┌────────
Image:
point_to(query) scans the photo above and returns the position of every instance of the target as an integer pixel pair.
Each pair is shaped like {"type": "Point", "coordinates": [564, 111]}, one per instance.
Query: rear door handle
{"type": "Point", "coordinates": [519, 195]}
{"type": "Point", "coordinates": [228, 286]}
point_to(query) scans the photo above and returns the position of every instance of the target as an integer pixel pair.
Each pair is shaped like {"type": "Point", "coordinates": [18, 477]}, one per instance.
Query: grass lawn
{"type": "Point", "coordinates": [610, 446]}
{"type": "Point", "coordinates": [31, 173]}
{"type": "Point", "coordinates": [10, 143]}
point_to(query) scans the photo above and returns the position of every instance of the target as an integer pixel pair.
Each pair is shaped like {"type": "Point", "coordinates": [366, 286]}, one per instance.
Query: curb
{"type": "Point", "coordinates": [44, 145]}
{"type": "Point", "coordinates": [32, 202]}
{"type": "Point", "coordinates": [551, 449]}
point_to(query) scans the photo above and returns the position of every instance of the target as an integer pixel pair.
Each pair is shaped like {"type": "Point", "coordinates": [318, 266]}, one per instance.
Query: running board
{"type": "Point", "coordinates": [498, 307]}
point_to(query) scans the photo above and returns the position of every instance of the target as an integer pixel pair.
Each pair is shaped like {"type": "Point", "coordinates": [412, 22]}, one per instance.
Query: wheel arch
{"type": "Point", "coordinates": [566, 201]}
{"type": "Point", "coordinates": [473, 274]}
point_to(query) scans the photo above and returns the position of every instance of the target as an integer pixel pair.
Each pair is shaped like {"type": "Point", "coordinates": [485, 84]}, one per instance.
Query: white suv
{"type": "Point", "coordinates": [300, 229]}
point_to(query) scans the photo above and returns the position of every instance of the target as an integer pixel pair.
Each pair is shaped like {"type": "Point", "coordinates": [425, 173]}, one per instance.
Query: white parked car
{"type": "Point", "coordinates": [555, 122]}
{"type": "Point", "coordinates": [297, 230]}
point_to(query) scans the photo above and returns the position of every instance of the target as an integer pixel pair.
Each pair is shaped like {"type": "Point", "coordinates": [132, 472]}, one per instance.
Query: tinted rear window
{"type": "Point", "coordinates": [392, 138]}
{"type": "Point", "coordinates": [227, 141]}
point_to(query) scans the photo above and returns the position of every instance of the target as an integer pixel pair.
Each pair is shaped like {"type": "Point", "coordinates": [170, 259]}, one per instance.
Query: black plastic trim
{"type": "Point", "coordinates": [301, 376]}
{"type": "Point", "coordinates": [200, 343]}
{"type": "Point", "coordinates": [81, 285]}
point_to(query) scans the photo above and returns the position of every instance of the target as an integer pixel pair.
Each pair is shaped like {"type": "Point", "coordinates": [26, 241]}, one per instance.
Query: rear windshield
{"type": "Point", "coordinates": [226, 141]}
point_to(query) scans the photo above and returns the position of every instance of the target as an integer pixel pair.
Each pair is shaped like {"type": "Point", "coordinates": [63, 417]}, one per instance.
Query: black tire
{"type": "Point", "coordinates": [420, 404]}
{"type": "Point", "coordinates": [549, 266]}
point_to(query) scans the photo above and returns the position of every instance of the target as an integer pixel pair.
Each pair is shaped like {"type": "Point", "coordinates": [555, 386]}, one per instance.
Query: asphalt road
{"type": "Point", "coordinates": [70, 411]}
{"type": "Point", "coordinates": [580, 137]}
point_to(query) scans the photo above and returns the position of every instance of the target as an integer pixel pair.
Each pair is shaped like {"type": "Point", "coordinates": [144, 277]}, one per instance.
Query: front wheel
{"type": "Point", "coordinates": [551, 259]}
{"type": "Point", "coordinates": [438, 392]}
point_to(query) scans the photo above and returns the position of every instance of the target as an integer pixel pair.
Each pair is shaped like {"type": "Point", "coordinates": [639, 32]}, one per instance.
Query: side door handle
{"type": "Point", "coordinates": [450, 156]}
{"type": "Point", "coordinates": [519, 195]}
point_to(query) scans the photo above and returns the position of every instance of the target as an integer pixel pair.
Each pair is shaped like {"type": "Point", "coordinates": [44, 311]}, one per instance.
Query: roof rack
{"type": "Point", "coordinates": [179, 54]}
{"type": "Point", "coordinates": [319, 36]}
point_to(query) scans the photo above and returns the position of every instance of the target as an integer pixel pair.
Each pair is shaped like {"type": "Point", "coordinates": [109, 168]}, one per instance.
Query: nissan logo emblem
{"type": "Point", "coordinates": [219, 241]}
└────────
» **Problem details**: Here, the records must be output exactly and in full.

» **Correct output**:
Image:
point_to(query) scans the photo above and returns the position of every instance of the target as an integer pixel pair.
Each pair is shaped like {"type": "Point", "coordinates": [564, 111]}, one per instance.
Query: rear door handle
{"type": "Point", "coordinates": [519, 195]}
{"type": "Point", "coordinates": [228, 286]}
point_to(query) scans the photo above and returns the position of every instance of the target as an integer pixel pair.
Each pair is shaped like {"type": "Point", "coordinates": [18, 477]}, one per instance.
Query: grass lawn
{"type": "Point", "coordinates": [610, 446]}
{"type": "Point", "coordinates": [31, 173]}
{"type": "Point", "coordinates": [10, 143]}
point_to(query) scans the photo above and returns the position of every instance of the target as an integer pixel pair.
Each pair is shaped like {"type": "Point", "coordinates": [366, 286]}, one per instance.
Query: curb
{"type": "Point", "coordinates": [44, 145]}
{"type": "Point", "coordinates": [32, 202]}
{"type": "Point", "coordinates": [551, 449]}
point_to(query) scans the photo above and returns the position of every instance of the target as an integer pixel pair.
Each pair is shaped like {"type": "Point", "coordinates": [318, 266]}, one per instance.
Query: running board
{"type": "Point", "coordinates": [498, 307]}
point_to(query) scans the photo above and returns the position of every instance of the target as an integer pixel pair.
Each pair is shaped like {"type": "Point", "coordinates": [412, 22]}, one per instance.
Query: wheel arch
{"type": "Point", "coordinates": [566, 201]}
{"type": "Point", "coordinates": [473, 274]}
point_to(query) scans the photo above and returns the position of every instance of the target as an integer pixel pair.
Each pair is shaped like {"type": "Point", "coordinates": [485, 84]}, one per instance.
Query: white suv
{"type": "Point", "coordinates": [300, 229]}
point_to(query) scans the photo above and returns the position of every instance of the target as an integer pixel pair.
Each pair is shaped like {"type": "Point", "coordinates": [425, 173]}, one per instance.
Query: white parked car
{"type": "Point", "coordinates": [555, 122]}
{"type": "Point", "coordinates": [297, 230]}
point_to(query) scans the photo above and returns the position of every instance of the target as an integer pixel pair.
Each pair is shaped like {"type": "Point", "coordinates": [132, 472]}, one per instance.
Query: tinted rear window
{"type": "Point", "coordinates": [392, 138]}
{"type": "Point", "coordinates": [227, 141]}
point_to(query) scans the photo above and returns the position of every instance of the target as an integer pixel pair.
Each pair is shaped like {"type": "Point", "coordinates": [170, 259]}, one per instance.
Query: black plastic trim
{"type": "Point", "coordinates": [301, 376]}
{"type": "Point", "coordinates": [200, 343]}
{"type": "Point", "coordinates": [81, 285]}
point_to(query) scans the photo above and returns the position of every instance of the target as an integer pixel pair.
Each pair is shaped like {"type": "Point", "coordinates": [26, 241]}, one per instance.
Query: rear windshield
{"type": "Point", "coordinates": [226, 141]}
point_to(query) scans the photo above and returns the position of every instance of the target as an integer pixel pair.
Each pair is shaped like {"type": "Point", "coordinates": [63, 417]}, one per instance.
Query: black tire
{"type": "Point", "coordinates": [420, 404]}
{"type": "Point", "coordinates": [549, 266]}
point_to(query) scans the photo above and returns the position of every instance of the target as an integer pixel pair.
Each pair is shaped like {"type": "Point", "coordinates": [555, 386]}, one per instance.
Query: asphalt road
{"type": "Point", "coordinates": [70, 411]}
{"type": "Point", "coordinates": [580, 137]}
point_to(query) scans the photo above and returns the position of every instance of the target as an integer pixel pair.
Each pair is shaped like {"type": "Point", "coordinates": [144, 277]}, one per instance.
Query: front wheel
{"type": "Point", "coordinates": [551, 259]}
{"type": "Point", "coordinates": [438, 392]}
point_to(query) scans the photo above and returns the position of every instance of the target as an integer pixel pair.
Each pair is shaped like {"type": "Point", "coordinates": [639, 32]}, one per instance.
Query: side door handle
{"type": "Point", "coordinates": [450, 156]}
{"type": "Point", "coordinates": [519, 195]}
point_to(query) scans the photo above and returns the position of every instance of the target as an integer pixel pair.
Each pair is shaped like {"type": "Point", "coordinates": [44, 311]}, one per instance.
Query: roof rack
{"type": "Point", "coordinates": [179, 54]}
{"type": "Point", "coordinates": [319, 36]}
point_to(query) scans the photo above and returns the position of every instance of the target as an integer pixel pair.
Each pair is shaped like {"type": "Point", "coordinates": [109, 168]}, one per instance.
Query: nissan logo emblem
{"type": "Point", "coordinates": [219, 241]}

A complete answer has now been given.